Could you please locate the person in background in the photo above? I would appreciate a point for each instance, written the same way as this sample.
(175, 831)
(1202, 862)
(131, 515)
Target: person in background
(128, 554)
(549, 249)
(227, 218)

+++++

Go through the listing above and restate it word for word.

▶ **RESPONSE**:
Could you please locate the person in background in the photo above? I would appreciate a point for each instance, written the same way as this sample.
(175, 831)
(1202, 862)
(131, 515)
Target: person in background
(128, 554)
(549, 249)
(227, 218)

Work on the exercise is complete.